(Records for the task):
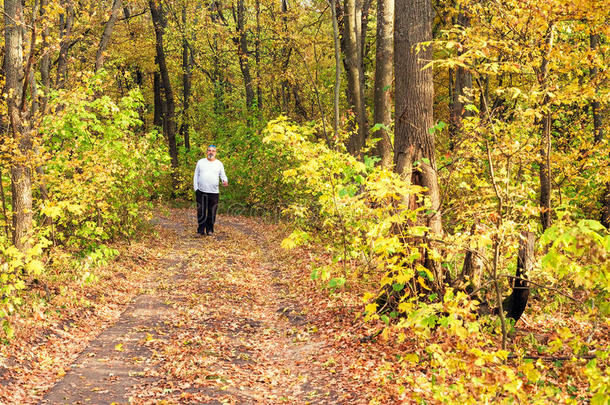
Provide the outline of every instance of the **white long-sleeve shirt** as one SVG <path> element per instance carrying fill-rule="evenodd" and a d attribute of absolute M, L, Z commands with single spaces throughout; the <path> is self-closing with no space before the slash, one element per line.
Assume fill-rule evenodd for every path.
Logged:
<path fill-rule="evenodd" d="M 225 167 L 218 159 L 212 161 L 207 158 L 200 159 L 195 167 L 195 175 L 193 176 L 193 187 L 195 191 L 203 191 L 204 193 L 218 194 L 219 179 L 228 181 L 225 174 Z"/>

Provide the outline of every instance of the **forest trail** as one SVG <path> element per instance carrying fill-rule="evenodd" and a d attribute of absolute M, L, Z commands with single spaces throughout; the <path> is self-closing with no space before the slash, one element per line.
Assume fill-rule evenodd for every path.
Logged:
<path fill-rule="evenodd" d="M 279 241 L 223 215 L 216 235 L 198 236 L 191 211 L 155 219 L 170 253 L 41 404 L 354 403 L 316 360 L 332 343 L 284 277 Z"/>

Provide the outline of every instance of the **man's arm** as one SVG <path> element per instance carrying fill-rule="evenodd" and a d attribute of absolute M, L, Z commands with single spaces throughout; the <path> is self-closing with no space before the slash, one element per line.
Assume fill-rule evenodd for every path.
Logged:
<path fill-rule="evenodd" d="M 193 188 L 197 191 L 197 184 L 199 183 L 199 162 L 195 166 L 195 174 L 193 175 Z"/>
<path fill-rule="evenodd" d="M 223 186 L 228 186 L 229 185 L 229 179 L 227 178 L 227 175 L 225 174 L 225 166 L 222 164 L 222 162 L 220 163 L 220 180 L 222 180 L 222 185 Z"/>

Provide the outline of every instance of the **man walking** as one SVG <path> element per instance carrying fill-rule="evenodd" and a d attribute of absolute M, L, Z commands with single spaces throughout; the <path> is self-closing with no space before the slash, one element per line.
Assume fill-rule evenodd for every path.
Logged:
<path fill-rule="evenodd" d="M 197 233 L 213 235 L 216 209 L 218 208 L 218 184 L 229 185 L 222 162 L 216 159 L 216 146 L 208 146 L 207 157 L 200 159 L 195 167 L 193 187 L 197 199 Z"/>

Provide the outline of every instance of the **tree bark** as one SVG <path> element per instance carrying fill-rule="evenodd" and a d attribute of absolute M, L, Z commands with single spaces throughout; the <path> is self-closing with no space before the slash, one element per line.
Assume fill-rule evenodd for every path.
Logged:
<path fill-rule="evenodd" d="M 193 77 L 193 55 L 189 49 L 186 30 L 186 4 L 182 6 L 182 125 L 180 134 L 184 139 L 186 150 L 191 148 L 189 138 L 190 107 L 191 107 L 191 79 Z"/>
<path fill-rule="evenodd" d="M 40 15 L 44 16 L 49 0 L 42 0 L 40 3 Z M 49 100 L 48 94 L 51 90 L 51 54 L 49 49 L 49 28 L 42 30 L 42 56 L 40 57 L 40 84 L 42 85 L 43 95 L 40 100 L 40 108 L 46 110 Z"/>
<path fill-rule="evenodd" d="M 362 88 L 363 97 L 365 79 L 366 79 L 366 58 L 368 56 L 369 48 L 366 46 L 366 33 L 369 27 L 369 14 L 371 10 L 372 0 L 362 0 L 362 11 L 360 13 L 360 87 Z M 364 98 L 363 98 L 364 100 Z M 365 100 L 366 105 L 366 100 Z M 367 120 L 368 125 L 368 120 Z"/>
<path fill-rule="evenodd" d="M 4 1 L 4 75 L 7 94 L 9 133 L 17 149 L 11 166 L 13 201 L 13 243 L 21 250 L 28 249 L 28 237 L 32 230 L 32 139 L 29 120 L 26 119 L 27 103 L 24 103 L 23 84 L 27 80 L 23 57 L 23 6 L 21 0 Z"/>
<path fill-rule="evenodd" d="M 599 34 L 591 34 L 589 36 L 589 44 L 592 51 L 595 52 L 597 49 L 597 45 L 599 43 Z M 591 79 L 595 80 L 597 76 L 598 68 L 596 65 L 591 67 Z M 596 88 L 597 91 L 597 88 Z M 604 139 L 604 128 L 602 126 L 602 115 L 600 114 L 600 103 L 597 98 L 594 98 L 591 101 L 591 114 L 593 115 L 593 132 L 594 132 L 594 141 L 595 143 L 599 143 Z"/>
<path fill-rule="evenodd" d="M 602 195 L 601 224 L 610 229 L 610 183 L 606 183 L 606 189 Z"/>
<path fill-rule="evenodd" d="M 96 72 L 104 67 L 104 52 L 106 52 L 106 48 L 108 48 L 108 42 L 110 41 L 110 37 L 112 36 L 114 24 L 116 23 L 116 20 L 119 17 L 119 11 L 121 11 L 121 8 L 123 8 L 123 0 L 114 0 L 114 3 L 112 4 L 112 9 L 110 11 L 110 18 L 108 18 L 108 22 L 106 22 L 106 26 L 104 27 L 104 33 L 102 34 L 102 38 L 100 39 L 100 43 L 97 47 L 97 52 L 95 54 Z"/>
<path fill-rule="evenodd" d="M 250 62 L 248 60 L 248 33 L 246 32 L 246 8 L 244 0 L 237 0 L 237 15 L 235 17 L 237 24 L 237 32 L 239 35 L 238 42 L 238 57 L 239 68 L 244 78 L 244 87 L 246 90 L 246 107 L 249 111 L 254 106 L 254 90 L 252 88 L 252 74 L 250 73 Z"/>
<path fill-rule="evenodd" d="M 347 73 L 348 102 L 354 111 L 357 129 L 347 140 L 347 151 L 359 155 L 367 133 L 366 107 L 362 87 L 362 0 L 345 0 L 343 40 Z"/>
<path fill-rule="evenodd" d="M 169 144 L 169 155 L 171 157 L 172 168 L 178 168 L 178 149 L 176 147 L 176 105 L 174 102 L 174 93 L 169 79 L 169 71 L 165 62 L 165 51 L 163 50 L 163 34 L 167 26 L 165 13 L 157 4 L 158 0 L 149 0 L 150 13 L 152 15 L 153 25 L 155 28 L 156 37 L 156 61 L 159 66 L 161 83 L 165 93 L 164 100 L 164 116 L 163 116 L 163 132 L 165 133 Z"/>
<path fill-rule="evenodd" d="M 162 128 L 163 127 L 163 96 L 161 94 L 161 75 L 159 72 L 153 73 L 153 99 L 154 99 L 154 112 L 153 112 L 153 125 Z"/>
<path fill-rule="evenodd" d="M 540 223 L 542 230 L 551 226 L 551 113 L 541 120 L 542 148 L 540 163 Z"/>
<path fill-rule="evenodd" d="M 394 59 L 394 0 L 378 0 L 377 50 L 375 54 L 375 124 L 389 128 L 392 121 L 392 68 Z M 376 137 L 376 155 L 383 167 L 390 167 L 393 160 L 390 134 L 382 127 Z"/>
<path fill-rule="evenodd" d="M 256 0 L 256 42 L 254 44 L 254 59 L 256 61 L 256 106 L 258 113 L 263 110 L 263 90 L 261 88 L 261 2 Z"/>
<path fill-rule="evenodd" d="M 589 46 L 592 51 L 597 50 L 599 44 L 599 34 L 591 33 L 589 36 Z M 595 80 L 598 74 L 598 68 L 593 65 L 591 68 L 591 80 Z M 596 86 L 597 92 L 597 86 Z M 600 113 L 600 102 L 597 98 L 591 101 L 591 115 L 593 116 L 593 141 L 598 144 L 604 139 L 604 127 L 602 121 L 602 114 Z M 610 182 L 606 183 L 604 191 L 601 196 L 602 203 L 602 215 L 600 222 L 606 228 L 610 228 Z"/>
<path fill-rule="evenodd" d="M 337 0 L 330 0 L 330 11 L 333 20 L 333 44 L 335 48 L 335 90 L 333 99 L 333 133 L 339 133 L 339 96 L 341 91 L 341 39 L 337 22 Z"/>
<path fill-rule="evenodd" d="M 59 56 L 57 57 L 57 76 L 55 78 L 55 87 L 58 89 L 63 88 L 65 85 L 68 70 L 68 51 L 70 50 L 70 40 L 74 27 L 74 5 L 72 0 L 62 0 L 61 5 L 64 8 L 64 14 L 59 16 L 61 40 L 59 42 Z"/>
<path fill-rule="evenodd" d="M 554 32 L 555 25 L 549 25 L 544 40 L 544 56 L 538 71 L 538 83 L 542 91 L 547 90 L 549 55 L 553 49 Z M 547 110 L 543 112 L 543 118 L 540 120 L 542 135 L 542 147 L 540 148 L 540 223 L 543 231 L 551 226 L 551 111 L 549 102 L 550 98 L 545 94 L 540 105 Z"/>
<path fill-rule="evenodd" d="M 220 18 L 220 10 L 218 10 L 218 4 L 213 2 L 208 7 L 210 13 L 210 19 L 213 23 L 223 23 Z M 224 94 L 226 89 L 226 80 L 224 78 L 224 68 L 219 57 L 219 34 L 213 34 L 213 40 L 209 42 L 210 51 L 212 54 L 212 73 L 211 80 L 214 87 L 214 113 L 216 115 L 223 114 L 225 111 Z"/>
<path fill-rule="evenodd" d="M 416 44 L 432 40 L 430 0 L 396 0 L 394 72 L 396 75 L 396 129 L 394 170 L 409 183 L 427 188 L 433 213 L 427 225 L 442 234 L 440 191 L 434 159 L 434 85 L 432 71 L 422 69 L 432 60 L 432 49 L 416 51 Z M 417 167 L 414 167 L 415 163 Z"/>
<path fill-rule="evenodd" d="M 513 279 L 513 291 L 502 303 L 506 317 L 514 319 L 515 322 L 521 318 L 525 311 L 530 295 L 530 287 L 527 282 L 530 271 L 534 267 L 534 233 L 523 232 L 519 243 L 519 255 L 517 256 L 517 270 Z"/>
<path fill-rule="evenodd" d="M 470 26 L 470 18 L 463 11 L 458 14 L 457 24 L 466 28 Z M 461 51 L 459 54 L 462 53 Z M 472 75 L 463 67 L 455 70 L 455 83 L 451 92 L 451 110 L 449 118 L 449 146 L 451 150 L 455 147 L 456 140 L 460 137 L 462 130 L 462 119 L 469 117 L 472 112 L 464 109 L 463 97 L 465 89 L 472 88 Z"/>
<path fill-rule="evenodd" d="M 4 194 L 4 183 L 2 182 L 2 167 L 0 167 L 0 199 L 2 199 L 2 215 L 4 216 L 4 232 L 6 232 L 6 239 L 8 240 L 11 236 L 9 231 L 10 225 L 8 222 L 8 214 L 6 212 L 6 195 Z"/>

(Problem details):
For this listing, copy out every line that includes the word "outline".

(Exercise solution):
Provide the outline of every instance of the **white long-sleeve shirt** as one SVG <path> element per instance carrying fill-rule="evenodd" and a d attribute of absolute M, L, Z commands with single spaces throughout; the <path> is self-closing with no space before the slash, one element per line.
Provide the outline of every instance of the **forest trail** as one SVG <path> element per instance carrying fill-rule="evenodd" and a d attribute of absolute M, L, Z commands with single spaces throughout; the <path> is self-closing with no space before the slash, one element per line.
Provide the outline of every instance of the **man's arm** as one SVG <path> element per instance carrying fill-rule="evenodd" and a d attribute of absolute M, L, Z commands with single spaces throughout; the <path> is self-closing with no space before the slash, one element per line.
Provide the outline of every instance of the **man walking** as one SVG <path> element per instance carrying fill-rule="evenodd" and a d attribute of absolute M, L, Z commands with single spaces throughout; the <path> is self-closing with no space before the slash, one element per line.
Provide the outline of every instance of the **tree bark** as one SVG <path> element per instance carrying fill-rule="evenodd" and a d attribute of absolute M, L, Z commands with single spaces throughout; the <path> is self-closing with no space before the slash, one element per line.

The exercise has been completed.